═══ ページ抜粋
基礎レートとボーラスインスリンのポイント
基礎レート設定のポイント
基礎レートは常に一定ではなく、運動や病気、女性の月経周期、旅行などの環境や体調の変化に応じて柔軟に調整する必要があります。
例えば、ある患者さんが以下のように基礎レートを設定している場合を考えてみましょう。
0:00~5:00の間は1.2単位/時
5:00~12:00は1.8単位/時
12:00~18:00は2.0単位/時
18:00~24:00は1.5単位/時
もしCGMのデータで、6:00~7:00頃に血糖値が60-70 mg/dLに低下している場合、基礎レートの調整が必要です。この場合、基礎レートを上げる時間を7:00以降に遅らせることで、低血糖を防ぐことができます。
ボーラスインスリンのポイント
食事のタイミングに合わせたボーラス投与
ボーラスの投与は、食事の15~30分前に行うのが理想的です。食後15分ほどで血糖値が上がり始め、60分後にピークに達します。一方、インスリンの効果が最大となるのは投与後90~100分後です。このタイミングを覚えておきましょう。
ボーラス投与の計算方法
例として、糖質量100 g、インスリン効果値50、糖質/インスリン比10で計算してみます。
血糖値が目標範囲内の場合
食事前の血糖値が目標範囲内なら、食事中の糖質量に応じたインスリンをボーラス投与します。糖質量100 gの場合、10単位のインスリンをボーラス投与します。
══════
### [課題]
インスリン投与を扱った上のページ抜粋から、「ボーラスの投与は、食事の15~30分前に行うのが理想的です。」という一文を英語に訳しなさい。
═══ 提供資料
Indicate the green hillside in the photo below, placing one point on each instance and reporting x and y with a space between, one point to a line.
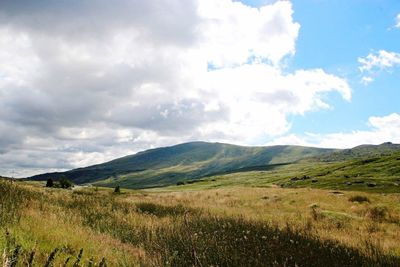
══════
### [解答]
Ideally, a bolus should be given 15 to 30 minutes before a meal.